Segment Open

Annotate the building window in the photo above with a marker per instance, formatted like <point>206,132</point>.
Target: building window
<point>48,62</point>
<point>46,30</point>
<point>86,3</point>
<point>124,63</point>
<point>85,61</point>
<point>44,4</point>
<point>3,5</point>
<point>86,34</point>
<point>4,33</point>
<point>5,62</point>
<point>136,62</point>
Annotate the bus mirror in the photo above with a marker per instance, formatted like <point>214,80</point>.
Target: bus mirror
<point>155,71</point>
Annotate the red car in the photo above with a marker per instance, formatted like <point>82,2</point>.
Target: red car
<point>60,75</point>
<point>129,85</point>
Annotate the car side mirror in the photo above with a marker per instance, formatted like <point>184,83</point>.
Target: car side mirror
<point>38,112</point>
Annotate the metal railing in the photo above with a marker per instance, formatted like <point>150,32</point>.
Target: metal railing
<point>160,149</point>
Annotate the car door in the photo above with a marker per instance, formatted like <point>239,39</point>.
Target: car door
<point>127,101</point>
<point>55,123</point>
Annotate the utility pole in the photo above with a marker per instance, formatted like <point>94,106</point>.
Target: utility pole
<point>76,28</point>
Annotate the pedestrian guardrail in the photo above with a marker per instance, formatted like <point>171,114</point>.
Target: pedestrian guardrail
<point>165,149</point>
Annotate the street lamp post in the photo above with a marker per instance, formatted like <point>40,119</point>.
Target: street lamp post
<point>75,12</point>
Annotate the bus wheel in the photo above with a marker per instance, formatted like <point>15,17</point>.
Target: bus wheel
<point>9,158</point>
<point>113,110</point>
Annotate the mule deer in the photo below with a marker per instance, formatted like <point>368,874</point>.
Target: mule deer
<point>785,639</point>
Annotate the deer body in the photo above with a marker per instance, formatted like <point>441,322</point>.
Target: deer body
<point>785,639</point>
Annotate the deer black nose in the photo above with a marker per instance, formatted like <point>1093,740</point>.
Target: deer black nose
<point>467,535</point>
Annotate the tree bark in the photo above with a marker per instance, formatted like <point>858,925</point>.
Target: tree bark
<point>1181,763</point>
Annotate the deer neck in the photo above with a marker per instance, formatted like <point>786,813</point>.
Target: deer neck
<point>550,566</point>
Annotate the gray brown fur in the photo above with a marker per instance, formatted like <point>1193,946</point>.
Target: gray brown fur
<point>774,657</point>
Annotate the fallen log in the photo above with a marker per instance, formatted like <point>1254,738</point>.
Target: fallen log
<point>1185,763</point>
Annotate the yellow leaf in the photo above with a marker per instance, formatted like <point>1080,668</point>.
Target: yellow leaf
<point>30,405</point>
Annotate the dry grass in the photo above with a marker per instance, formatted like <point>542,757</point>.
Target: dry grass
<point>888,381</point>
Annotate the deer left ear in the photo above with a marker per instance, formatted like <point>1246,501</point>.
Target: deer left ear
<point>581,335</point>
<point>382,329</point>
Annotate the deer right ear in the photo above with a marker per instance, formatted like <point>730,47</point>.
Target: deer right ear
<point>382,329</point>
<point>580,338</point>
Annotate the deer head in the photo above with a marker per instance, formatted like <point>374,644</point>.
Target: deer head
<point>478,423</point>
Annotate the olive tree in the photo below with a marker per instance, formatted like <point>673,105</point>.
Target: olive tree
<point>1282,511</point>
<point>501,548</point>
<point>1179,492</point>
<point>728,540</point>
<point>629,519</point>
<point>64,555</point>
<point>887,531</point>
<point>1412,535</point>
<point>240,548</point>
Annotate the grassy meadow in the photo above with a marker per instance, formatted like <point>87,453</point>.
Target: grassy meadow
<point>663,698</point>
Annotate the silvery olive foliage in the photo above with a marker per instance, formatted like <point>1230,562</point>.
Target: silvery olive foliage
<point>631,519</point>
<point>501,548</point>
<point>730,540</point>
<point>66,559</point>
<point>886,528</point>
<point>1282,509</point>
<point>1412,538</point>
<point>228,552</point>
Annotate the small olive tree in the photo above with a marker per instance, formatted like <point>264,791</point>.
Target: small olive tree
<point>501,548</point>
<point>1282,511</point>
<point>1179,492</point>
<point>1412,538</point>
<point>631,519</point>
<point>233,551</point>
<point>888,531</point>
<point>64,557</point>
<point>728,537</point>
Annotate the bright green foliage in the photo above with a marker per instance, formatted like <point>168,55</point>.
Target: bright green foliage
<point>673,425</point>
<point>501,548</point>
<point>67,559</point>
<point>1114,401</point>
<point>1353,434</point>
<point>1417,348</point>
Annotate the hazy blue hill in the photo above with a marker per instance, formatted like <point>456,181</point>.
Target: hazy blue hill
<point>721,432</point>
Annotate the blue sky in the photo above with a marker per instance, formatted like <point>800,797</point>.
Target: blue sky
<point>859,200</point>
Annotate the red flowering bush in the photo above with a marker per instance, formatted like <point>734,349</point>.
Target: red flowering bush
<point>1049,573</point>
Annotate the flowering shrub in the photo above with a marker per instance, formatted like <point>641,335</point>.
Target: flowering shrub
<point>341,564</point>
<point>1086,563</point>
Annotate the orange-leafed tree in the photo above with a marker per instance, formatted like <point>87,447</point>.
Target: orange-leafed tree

Segment Closed

Please return the records above in their exact form.

Annotate the building window in the photo above with a marker per instance, formatted like <point>206,132</point>.
Target: building window
<point>48,62</point>
<point>46,30</point>
<point>86,3</point>
<point>124,63</point>
<point>85,61</point>
<point>44,4</point>
<point>3,5</point>
<point>86,34</point>
<point>4,33</point>
<point>5,62</point>
<point>136,62</point>
Annotate the bus mirror in the photo above with a marker per instance, formatted like <point>214,80</point>.
Target: bus mirror
<point>155,71</point>
Annotate the red car in the photo above with a marker per instance, formatted like <point>82,2</point>.
Target: red car
<point>60,75</point>
<point>129,85</point>
Annotate the car side mirror in the photo above with a marker per instance, formatted like <point>184,83</point>.
Target: car side mirror
<point>38,112</point>
Annotate the metal railing in the photo above with a marker per instance, formatted like <point>150,32</point>.
Target: metal railing
<point>160,149</point>
Annotate the car door in the photo above with a marker per instance, formatted like <point>239,39</point>.
Target: car door
<point>127,101</point>
<point>55,123</point>
Annotate the utility pole in the photo above with a marker per instance, formatted like <point>94,106</point>.
Target: utility pole
<point>76,28</point>
Annotate the pedestrian guardrail in the photo above with a marker per instance, formatted like <point>171,114</point>.
Target: pedestrian guardrail
<point>165,149</point>
Annotate the street lamp post in the photo above with a marker per instance, formatted like <point>40,119</point>.
Target: street lamp post
<point>75,12</point>
Annotate the bus wheel in the photo above with a marker per instance, formatted like <point>15,17</point>.
Target: bus wheel
<point>9,158</point>
<point>113,110</point>
Annotate the mule deer in the photo below with a marker per instance, formatted like <point>368,874</point>.
Target: mule deer
<point>785,639</point>
Annotate the deer body in the photo above with a marker per instance, formatted like <point>441,322</point>.
Target: deer body
<point>785,639</point>
Annotate the deer black nose in the photo above with a marker per instance, formatted like <point>1093,740</point>.
Target: deer black nose
<point>467,535</point>
Annotate the tree bark in the photo above with a marker per instance, formatted like <point>858,925</point>.
Target: tree bark
<point>1181,763</point>
Annotate the deer neck in the photo above with a marker per instance, formatted like <point>786,813</point>.
Target: deer neck
<point>550,566</point>
Annotate the gray brown fur in the photo above with a marker per instance, formatted like <point>1193,946</point>.
Target: gray brown fur
<point>774,657</point>
Annotate the fallen log in the photo above with a marker per instance, formatted like <point>1254,738</point>.
Target: fallen log
<point>1185,763</point>
Annotate the yellow leaf in the photo above with a marker per instance, formatted like <point>1080,668</point>.
Target: yellow leaf
<point>30,405</point>
Annotate the dry grass in the photo above with a marker per instance, formatted like <point>542,757</point>.
Target: dry grass
<point>888,381</point>
Annotate the deer left ear in the photo above with a marker per instance, formatted like <point>1246,501</point>.
Target: deer left ear
<point>581,335</point>
<point>382,329</point>
Annotate the deer right ear in the photo above with a marker per instance, formatted like <point>730,47</point>.
Target: deer right ear
<point>382,329</point>
<point>580,338</point>
Annotate the deer head in the photo above with a marker per instance, formatted like <point>374,644</point>.
Target: deer head
<point>478,423</point>
Annotate the olive tree in the photo below with a marker per instance, formatted like <point>673,105</point>.
Target: olive tree
<point>1282,511</point>
<point>501,548</point>
<point>1179,492</point>
<point>728,540</point>
<point>629,519</point>
<point>64,555</point>
<point>887,531</point>
<point>1412,535</point>
<point>240,548</point>
Annotate the grassy meadow in the photo above with a marker per instance, formatted like <point>87,453</point>.
Target: grassy meadow
<point>663,698</point>
Annotate the silvery olive foliage in the photo above with a marker per instance, formatted like <point>1230,562</point>.
Target: silvery olive foliage
<point>631,519</point>
<point>501,548</point>
<point>730,540</point>
<point>66,559</point>
<point>886,528</point>
<point>1282,509</point>
<point>1412,538</point>
<point>228,552</point>
Annotate the small olive tree in the photo above with a marker per instance, formatted like <point>264,791</point>.
Target: small olive tree
<point>501,548</point>
<point>1282,511</point>
<point>1179,492</point>
<point>1412,538</point>
<point>631,519</point>
<point>233,551</point>
<point>888,531</point>
<point>64,557</point>
<point>728,537</point>
Annotate the bright green foliage in the photo above with a marker per instance, formatted like <point>168,55</point>.
Target: bright green foliage
<point>673,425</point>
<point>501,548</point>
<point>67,559</point>
<point>1114,401</point>
<point>1353,434</point>
<point>1417,348</point>
Annotate the hazy blue hill in the photo above with a marker per instance, formatted like <point>456,181</point>.
Target: hazy blue hill
<point>721,432</point>
Annotate the blue sky in the photo above with a marker per instance, formatted like <point>800,797</point>.
Target: blue sky
<point>859,200</point>
Annotate the red flowering bush in the photo above with a marker per instance, formatted like <point>734,349</point>.
Target: red flowering bush
<point>1049,573</point>
Annotate the flowering shrub in the photo above with a marker per instance, formatted like <point>641,335</point>.
Target: flowering shrub
<point>341,564</point>
<point>1086,563</point>
Annotate the orange-leafed tree in the photo above with a marker per instance, formatted like <point>87,447</point>.
Target: orange-leafed tree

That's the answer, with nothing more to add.